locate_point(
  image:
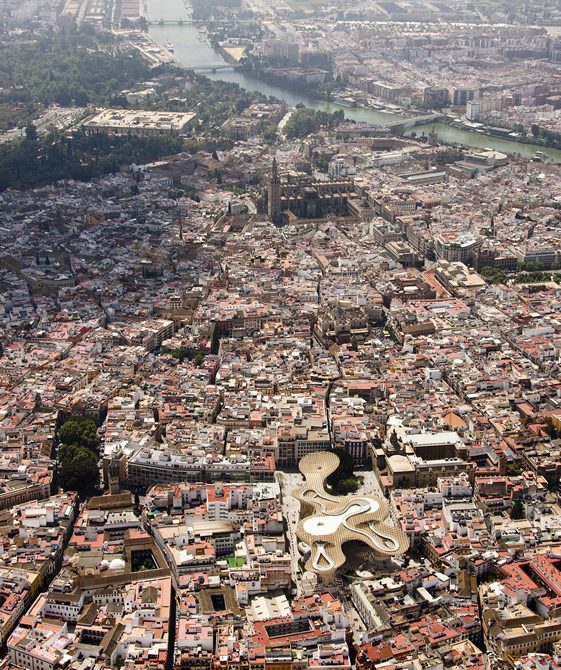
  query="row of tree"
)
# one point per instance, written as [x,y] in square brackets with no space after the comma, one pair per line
[305,121]
[78,457]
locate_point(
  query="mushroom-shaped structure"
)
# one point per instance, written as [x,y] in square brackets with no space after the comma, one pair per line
[327,521]
[117,564]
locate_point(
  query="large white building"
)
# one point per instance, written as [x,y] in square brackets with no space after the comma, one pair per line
[139,122]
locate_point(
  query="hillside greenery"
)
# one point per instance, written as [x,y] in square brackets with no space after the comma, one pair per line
[33,162]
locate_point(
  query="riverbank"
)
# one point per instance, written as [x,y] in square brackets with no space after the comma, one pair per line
[191,52]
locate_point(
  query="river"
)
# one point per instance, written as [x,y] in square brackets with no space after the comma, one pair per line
[192,51]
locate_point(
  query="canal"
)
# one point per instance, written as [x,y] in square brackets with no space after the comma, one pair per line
[193,51]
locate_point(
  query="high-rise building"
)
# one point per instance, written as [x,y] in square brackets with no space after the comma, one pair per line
[274,193]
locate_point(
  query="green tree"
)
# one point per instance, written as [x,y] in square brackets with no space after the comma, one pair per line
[31,132]
[78,470]
[517,510]
[82,432]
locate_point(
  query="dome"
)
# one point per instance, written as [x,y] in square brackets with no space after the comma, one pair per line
[117,564]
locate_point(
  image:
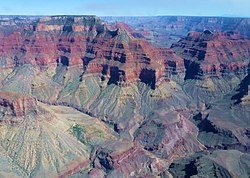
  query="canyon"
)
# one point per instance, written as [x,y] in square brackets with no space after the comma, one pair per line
[83,96]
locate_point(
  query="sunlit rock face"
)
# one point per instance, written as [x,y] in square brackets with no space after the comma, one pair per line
[80,97]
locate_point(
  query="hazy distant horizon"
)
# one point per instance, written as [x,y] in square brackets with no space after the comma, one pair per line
[208,8]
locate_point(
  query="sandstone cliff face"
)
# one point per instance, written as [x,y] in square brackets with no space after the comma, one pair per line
[213,54]
[13,104]
[87,42]
[165,30]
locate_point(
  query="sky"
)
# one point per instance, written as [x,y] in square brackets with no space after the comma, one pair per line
[239,8]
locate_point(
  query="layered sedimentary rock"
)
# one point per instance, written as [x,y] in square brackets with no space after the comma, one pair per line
[88,43]
[92,100]
[213,54]
[17,105]
[165,30]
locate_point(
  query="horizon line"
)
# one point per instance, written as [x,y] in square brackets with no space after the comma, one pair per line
[162,15]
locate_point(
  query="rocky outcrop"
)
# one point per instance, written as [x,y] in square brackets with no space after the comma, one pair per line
[167,136]
[90,44]
[13,104]
[211,54]
[126,159]
[165,30]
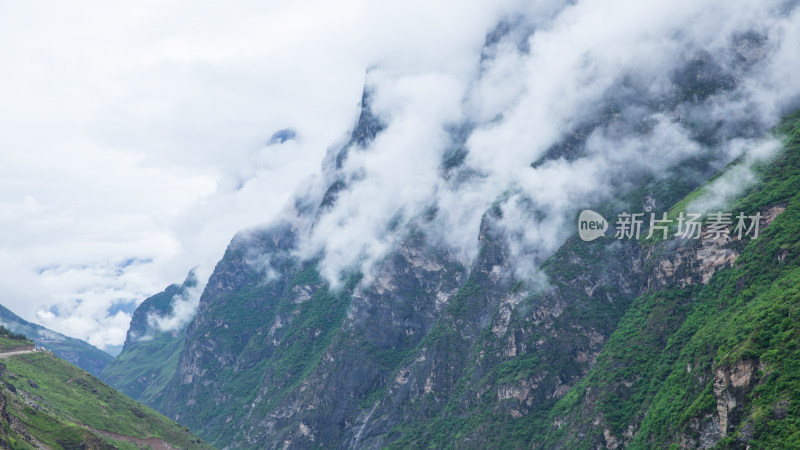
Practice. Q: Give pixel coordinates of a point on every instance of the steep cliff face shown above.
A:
(150, 354)
(611, 344)
(707, 356)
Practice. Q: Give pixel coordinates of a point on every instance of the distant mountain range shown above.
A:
(76, 351)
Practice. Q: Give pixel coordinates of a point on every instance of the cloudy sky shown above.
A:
(134, 135)
(133, 142)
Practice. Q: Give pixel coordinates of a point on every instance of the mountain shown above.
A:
(76, 351)
(48, 403)
(701, 360)
(433, 353)
(538, 338)
(150, 354)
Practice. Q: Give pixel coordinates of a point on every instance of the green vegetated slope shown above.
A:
(707, 365)
(149, 356)
(76, 351)
(47, 402)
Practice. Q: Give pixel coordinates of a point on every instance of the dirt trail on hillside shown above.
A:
(154, 443)
(4, 355)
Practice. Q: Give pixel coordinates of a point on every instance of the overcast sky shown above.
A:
(134, 135)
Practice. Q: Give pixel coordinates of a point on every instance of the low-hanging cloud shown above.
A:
(658, 82)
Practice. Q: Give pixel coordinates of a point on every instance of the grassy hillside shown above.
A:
(45, 401)
(707, 365)
(150, 355)
(76, 351)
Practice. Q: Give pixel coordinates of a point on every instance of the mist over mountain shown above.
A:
(428, 288)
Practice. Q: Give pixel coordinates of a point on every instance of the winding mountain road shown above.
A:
(4, 355)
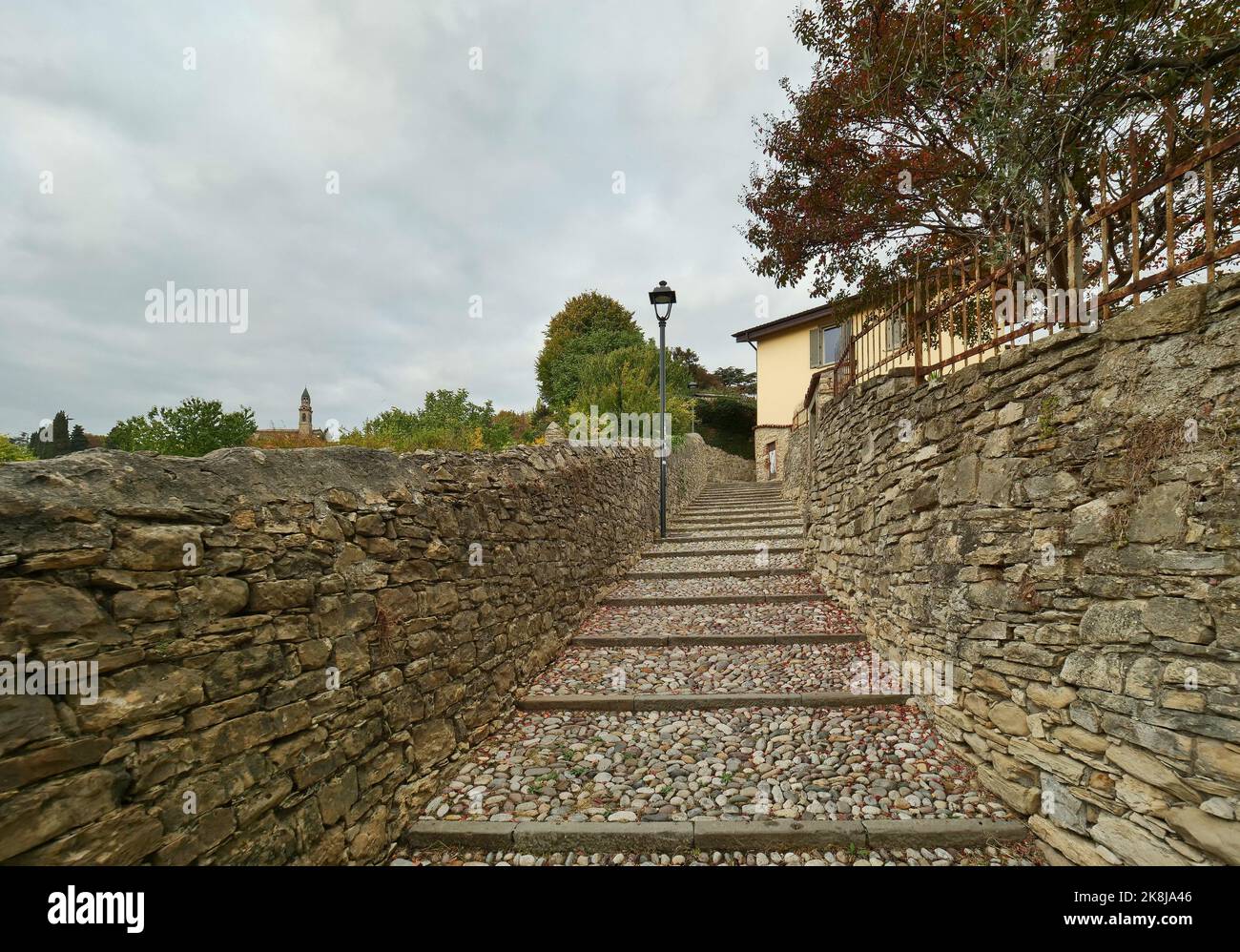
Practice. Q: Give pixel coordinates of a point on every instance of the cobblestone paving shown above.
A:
(728, 586)
(785, 762)
(1009, 856)
(755, 762)
(745, 532)
(747, 562)
(703, 670)
(743, 547)
(790, 617)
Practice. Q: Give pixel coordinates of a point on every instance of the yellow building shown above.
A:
(790, 351)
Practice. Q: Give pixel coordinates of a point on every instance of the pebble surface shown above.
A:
(703, 670)
(802, 584)
(1011, 856)
(764, 762)
(748, 562)
(756, 534)
(789, 617)
(743, 547)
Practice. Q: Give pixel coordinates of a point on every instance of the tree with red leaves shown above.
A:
(929, 128)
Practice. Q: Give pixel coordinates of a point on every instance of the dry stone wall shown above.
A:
(290, 644)
(1062, 526)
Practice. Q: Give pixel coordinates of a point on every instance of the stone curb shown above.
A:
(744, 836)
(755, 537)
(770, 550)
(715, 573)
(707, 702)
(732, 526)
(736, 514)
(662, 641)
(718, 599)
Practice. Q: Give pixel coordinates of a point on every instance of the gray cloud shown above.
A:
(454, 182)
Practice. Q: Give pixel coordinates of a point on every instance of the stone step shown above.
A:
(674, 528)
(637, 600)
(1007, 854)
(712, 835)
(742, 505)
(705, 670)
(772, 500)
(743, 533)
(722, 622)
(717, 574)
(671, 551)
(743, 561)
(730, 517)
(727, 586)
(809, 637)
(707, 702)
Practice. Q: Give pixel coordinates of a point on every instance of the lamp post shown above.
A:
(662, 298)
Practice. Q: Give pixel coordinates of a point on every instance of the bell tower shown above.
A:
(304, 414)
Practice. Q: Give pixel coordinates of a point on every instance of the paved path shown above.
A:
(703, 715)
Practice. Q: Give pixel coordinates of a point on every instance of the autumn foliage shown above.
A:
(929, 127)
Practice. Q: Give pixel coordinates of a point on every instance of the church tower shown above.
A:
(304, 414)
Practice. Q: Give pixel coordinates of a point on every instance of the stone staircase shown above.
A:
(703, 715)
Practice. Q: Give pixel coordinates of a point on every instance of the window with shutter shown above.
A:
(830, 343)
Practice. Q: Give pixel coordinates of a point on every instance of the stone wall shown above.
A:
(693, 464)
(290, 644)
(1050, 528)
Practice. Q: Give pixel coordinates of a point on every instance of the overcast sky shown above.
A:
(454, 182)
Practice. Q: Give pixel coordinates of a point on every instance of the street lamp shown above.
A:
(662, 298)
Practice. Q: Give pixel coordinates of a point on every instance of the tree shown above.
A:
(446, 421)
(588, 323)
(13, 449)
(194, 427)
(627, 381)
(734, 378)
(728, 423)
(929, 127)
(77, 439)
(60, 434)
(701, 376)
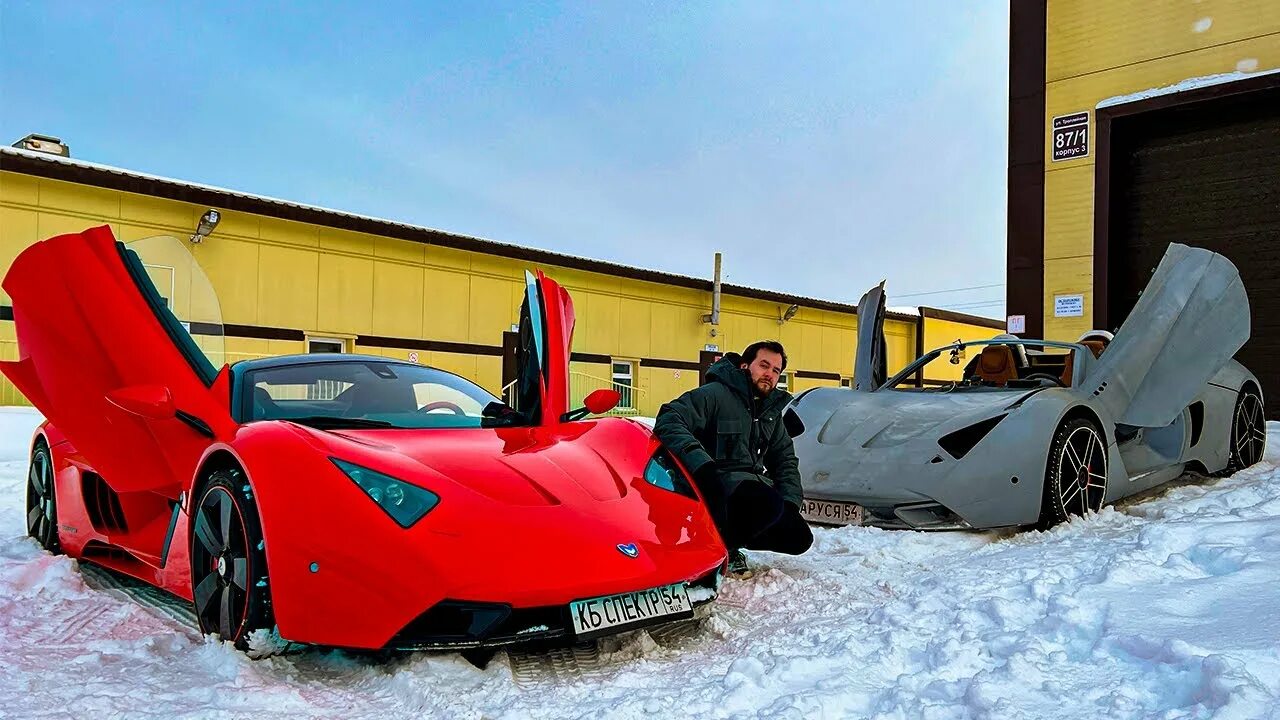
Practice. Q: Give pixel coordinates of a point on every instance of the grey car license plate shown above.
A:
(832, 513)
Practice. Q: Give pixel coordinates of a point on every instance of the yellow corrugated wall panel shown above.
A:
(169, 214)
(1072, 276)
(402, 250)
(602, 331)
(448, 258)
(51, 224)
(236, 224)
(497, 267)
(18, 231)
(1084, 92)
(489, 373)
(245, 349)
(346, 241)
(635, 318)
(397, 300)
(19, 190)
(938, 333)
(1086, 36)
(446, 306)
(489, 309)
(80, 199)
(232, 267)
(286, 347)
(1069, 213)
(900, 345)
(288, 232)
(287, 287)
(455, 363)
(346, 295)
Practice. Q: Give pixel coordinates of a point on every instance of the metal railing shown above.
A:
(580, 384)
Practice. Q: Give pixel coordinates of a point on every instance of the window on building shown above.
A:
(325, 388)
(624, 382)
(325, 345)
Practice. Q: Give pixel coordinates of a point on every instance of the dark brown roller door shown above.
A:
(1205, 174)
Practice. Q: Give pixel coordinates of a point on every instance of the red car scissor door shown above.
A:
(543, 354)
(95, 337)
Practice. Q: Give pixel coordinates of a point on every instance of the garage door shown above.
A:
(1205, 174)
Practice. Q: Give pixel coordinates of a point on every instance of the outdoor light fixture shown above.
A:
(208, 222)
(791, 313)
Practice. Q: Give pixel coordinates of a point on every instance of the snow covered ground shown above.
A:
(1166, 607)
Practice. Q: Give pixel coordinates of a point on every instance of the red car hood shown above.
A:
(522, 466)
(529, 516)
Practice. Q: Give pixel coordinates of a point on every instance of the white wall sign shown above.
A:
(1070, 136)
(1068, 305)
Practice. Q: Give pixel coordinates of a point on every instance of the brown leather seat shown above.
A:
(996, 365)
(1096, 347)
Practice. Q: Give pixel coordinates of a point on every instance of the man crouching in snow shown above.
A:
(730, 433)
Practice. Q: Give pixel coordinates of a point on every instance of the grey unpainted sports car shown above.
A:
(1040, 431)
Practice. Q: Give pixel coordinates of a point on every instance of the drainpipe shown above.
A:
(714, 315)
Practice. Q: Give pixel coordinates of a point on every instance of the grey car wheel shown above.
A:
(1248, 431)
(1075, 478)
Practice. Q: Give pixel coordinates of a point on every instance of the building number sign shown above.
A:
(1070, 136)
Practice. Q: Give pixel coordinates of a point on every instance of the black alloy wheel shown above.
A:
(41, 501)
(1248, 431)
(1075, 479)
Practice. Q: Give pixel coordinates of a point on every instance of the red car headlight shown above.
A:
(406, 504)
(663, 472)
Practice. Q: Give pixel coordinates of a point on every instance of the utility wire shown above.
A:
(952, 290)
(963, 305)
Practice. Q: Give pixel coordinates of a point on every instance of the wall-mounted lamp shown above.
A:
(791, 313)
(208, 222)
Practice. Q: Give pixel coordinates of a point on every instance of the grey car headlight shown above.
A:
(663, 472)
(405, 502)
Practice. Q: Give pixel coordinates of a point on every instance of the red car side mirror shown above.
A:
(600, 401)
(154, 402)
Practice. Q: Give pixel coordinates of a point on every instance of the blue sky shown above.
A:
(821, 146)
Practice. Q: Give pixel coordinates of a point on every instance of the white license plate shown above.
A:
(630, 610)
(831, 513)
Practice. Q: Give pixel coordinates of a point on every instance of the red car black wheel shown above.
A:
(41, 502)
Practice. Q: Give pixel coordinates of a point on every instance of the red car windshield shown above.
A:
(364, 393)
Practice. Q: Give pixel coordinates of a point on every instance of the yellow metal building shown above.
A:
(293, 278)
(1132, 126)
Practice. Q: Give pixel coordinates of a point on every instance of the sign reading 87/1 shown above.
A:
(1070, 136)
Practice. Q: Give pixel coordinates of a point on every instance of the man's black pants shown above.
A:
(757, 518)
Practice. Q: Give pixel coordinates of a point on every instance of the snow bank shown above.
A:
(1244, 69)
(1168, 607)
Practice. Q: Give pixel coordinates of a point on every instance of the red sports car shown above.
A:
(348, 501)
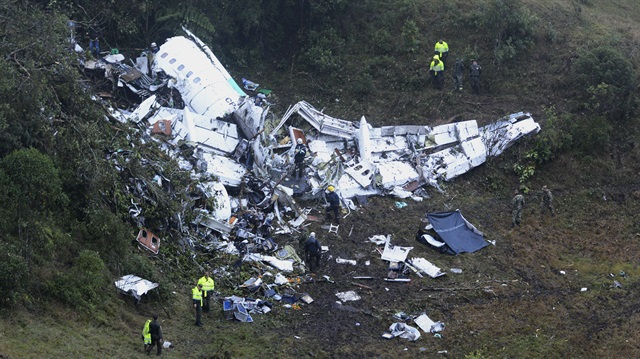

**SET PROBLEM**:
Put the items from the line containing "black wheel shown above." through the end of the items into a two-column CSV with the header item,answer. Use one row per item, enclose each field in quotes, replace line breaks with spaces, and leave out the pictures.

**WORKED ANSWER**:
item,answer
"Practice. Q: Give pixel coordinates of a point on every instance of the red car black wheel shown above. A:","(41, 502)"
"Practice. Q: Give pixel coordinates of a point on every instance of the red car windshield shown above. A:","(364, 393)"
"Practice. Q: Give pixel coordinates of a point on every instance of the yellow metal building shown above. A:","(293, 278) (1132, 126)"
"Practice. Q: Give pixel coordinates of a point on every instance of the sign reading 87/1 shown above. A:","(1070, 136)"
"Practice. Q: Give pixel coordinates of a point on every instance of the man's black pants shown above. A:","(757, 518)"
"Practice. Q: Give pixel coordinates of a point on every instance of the snow bank shown above. A:","(1244, 69) (1168, 607)"
"Practice. Q: Give pixel coordinates of a point on every instance of the red sports car shown above. A:","(348, 501)"